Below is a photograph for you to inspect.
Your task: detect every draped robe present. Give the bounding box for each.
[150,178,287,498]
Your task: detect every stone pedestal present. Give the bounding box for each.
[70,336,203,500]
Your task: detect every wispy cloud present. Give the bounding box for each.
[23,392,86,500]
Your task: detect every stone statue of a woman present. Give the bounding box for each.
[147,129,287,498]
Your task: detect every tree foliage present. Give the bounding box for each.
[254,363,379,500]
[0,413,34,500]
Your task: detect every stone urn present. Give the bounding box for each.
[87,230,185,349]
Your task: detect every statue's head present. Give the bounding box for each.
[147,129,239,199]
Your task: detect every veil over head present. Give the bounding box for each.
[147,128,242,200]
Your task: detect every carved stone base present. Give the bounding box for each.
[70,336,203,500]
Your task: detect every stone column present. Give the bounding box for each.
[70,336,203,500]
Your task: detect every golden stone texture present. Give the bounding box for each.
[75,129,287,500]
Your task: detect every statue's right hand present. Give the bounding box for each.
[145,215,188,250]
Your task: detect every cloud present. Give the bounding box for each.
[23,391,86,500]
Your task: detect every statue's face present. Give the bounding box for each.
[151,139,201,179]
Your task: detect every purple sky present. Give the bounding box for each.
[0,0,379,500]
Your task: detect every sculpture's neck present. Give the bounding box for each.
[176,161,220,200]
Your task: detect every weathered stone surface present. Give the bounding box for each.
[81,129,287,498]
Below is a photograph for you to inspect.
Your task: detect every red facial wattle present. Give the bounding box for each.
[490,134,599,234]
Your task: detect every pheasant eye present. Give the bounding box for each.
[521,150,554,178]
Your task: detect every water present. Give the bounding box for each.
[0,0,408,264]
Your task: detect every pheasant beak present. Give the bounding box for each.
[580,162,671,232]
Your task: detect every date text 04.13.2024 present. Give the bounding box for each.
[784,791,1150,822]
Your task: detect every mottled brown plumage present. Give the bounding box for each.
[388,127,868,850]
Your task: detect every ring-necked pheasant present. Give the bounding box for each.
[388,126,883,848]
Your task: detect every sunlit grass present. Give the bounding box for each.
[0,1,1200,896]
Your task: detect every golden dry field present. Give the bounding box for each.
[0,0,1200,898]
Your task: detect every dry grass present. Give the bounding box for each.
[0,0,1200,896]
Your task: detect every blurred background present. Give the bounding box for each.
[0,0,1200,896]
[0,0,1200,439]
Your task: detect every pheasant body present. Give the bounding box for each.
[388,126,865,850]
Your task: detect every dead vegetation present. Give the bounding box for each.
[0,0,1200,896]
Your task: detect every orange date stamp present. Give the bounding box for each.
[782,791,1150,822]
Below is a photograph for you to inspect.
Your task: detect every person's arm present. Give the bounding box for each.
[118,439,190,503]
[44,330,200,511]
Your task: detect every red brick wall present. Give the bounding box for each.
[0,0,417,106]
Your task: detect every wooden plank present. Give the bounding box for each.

----

DIRECTIONS FOR THIS TASK
Put every line of the entries above into a Markdown table with two columns, Row and Line. Number the rows in order and leave out blank lines.

RESULT OF THIS EXERCISE
| Row | Line |
|---|---|
| 1 | Below is a photograph for you to inspect. |
| 2 | Your task: detect every draped robe present. Give the bounding box for each. |
| 3 | [150,178,287,498] |
| 4 | Your task: detect every stone pedestal present. Give the bounding box for each. |
| 5 | [70,336,203,500] |
| 6 | Your task: detect every wispy cloud present. Give the bounding box for each. |
| 7 | [23,392,86,500] |
| 8 | Your task: detect every stone statue of a woman present. Give the bounding box for each. |
| 9 | [147,129,287,498] |
| 10 | Your task: detect every tree foliage present. Give the bounding box for each. |
| 11 | [254,363,379,500] |
| 12 | [0,413,34,500] |
| 13 | Your task: detect every stone urn present. Give the bounding box for each. |
| 14 | [87,230,185,349] |
| 15 | Your task: detect every statue's head present. Give the bounding box for each. |
| 16 | [147,129,239,199] |
| 17 | Your task: detect every veil over head present. Give the bounding box for each. |
| 18 | [147,128,242,200] |
| 19 | Your task: detect every carved stone base present. Give the bounding box for each. |
| 20 | [70,336,203,500] |
| 21 | Your task: detect every stone column present. Give the bounding box for each. |
| 22 | [70,336,203,500] |
| 23 | Your task: detect every golden stone texture present. Give the bounding box for each. |
| 24 | [75,129,287,500] |
| 25 | Your task: detect every statue's right hand present. Give the bounding box for each. |
| 26 | [145,215,188,250] |
| 27 | Your task: detect every cloud present. Give the bounding box for each. |
| 28 | [23,391,86,500] |
| 29 | Your task: detect every statue's face present. Give the bounding box for each. |
| 30 | [151,139,201,179] |
| 31 | Your task: detect every purple sky present. Give the bounding box for each. |
| 32 | [0,0,379,500] |
| 33 | Your task: detect every sculpture's neck present. Give the bounding box for each. |
| 34 | [176,161,220,200] |
| 35 | Your task: detect every weathered stone surface present. Give the bounding box for each. |
| 36 | [81,129,287,498] |
| 37 | Below is a photograph for you to inspect. |
| 38 | Your task: detect every red facial wattle present. Give the bounding box for each. |
| 39 | [490,134,599,234] |
| 40 | Your task: detect every pheasant eye present. Give the bounding box for each. |
| 41 | [521,150,554,178] |
| 42 | Your task: detect every water present. Give the bounding box for each. |
| 43 | [0,0,408,264] |
| 44 | Your task: detect every pheasant beak present. Give the bounding box for each. |
| 45 | [580,162,671,232] |
| 46 | Your task: detect every date text 04.13.2024 present. Give the bounding box for each. |
| 47 | [784,791,1150,822] |
| 48 | Your task: detect every mottled brown plumage present. Give the bounding box for each. |
| 49 | [388,127,868,850] |
| 50 | Your task: detect every ring-necked pheasant present. Give the bounding box for each. |
| 51 | [388,126,883,848] |
| 52 | Your task: detect every sunlit grass present. Give the bounding box for each. |
| 53 | [0,1,1200,896] |
| 54 | Your task: detect every golden dry field present. Give the bounding box for each. |
| 55 | [0,0,1200,898] |
| 56 | Your task: detect every dry grass present. Give the bounding box for each. |
| 57 | [0,0,1200,896] |
| 58 | Your task: detect every blurred background present. Give the bounding box for each. |
| 59 | [0,0,1200,896] |
| 60 | [0,0,1200,439] |
| 61 | Your task: detect every pheasant body present. Give the bounding box for each. |
| 62 | [388,126,865,850] |
| 63 | Your task: detect every dead vegetation present. Give the bounding box for each. |
| 64 | [0,0,1200,896] |
| 65 | Your task: detect every orange date stamp present. Give the bounding box for each. |
| 66 | [782,791,1150,822] |
| 67 | Below is a photograph for you to inspect. |
| 68 | Your task: detect every person's arm present. Give the bounding box for each. |
| 69 | [118,439,190,503] |
| 70 | [44,330,200,511] |
| 71 | Your task: detect every red brick wall present. Give the bounding box for each. |
| 72 | [0,0,417,106] |
| 73 | Your task: detect every wooden plank present. Give the bounding box for each. |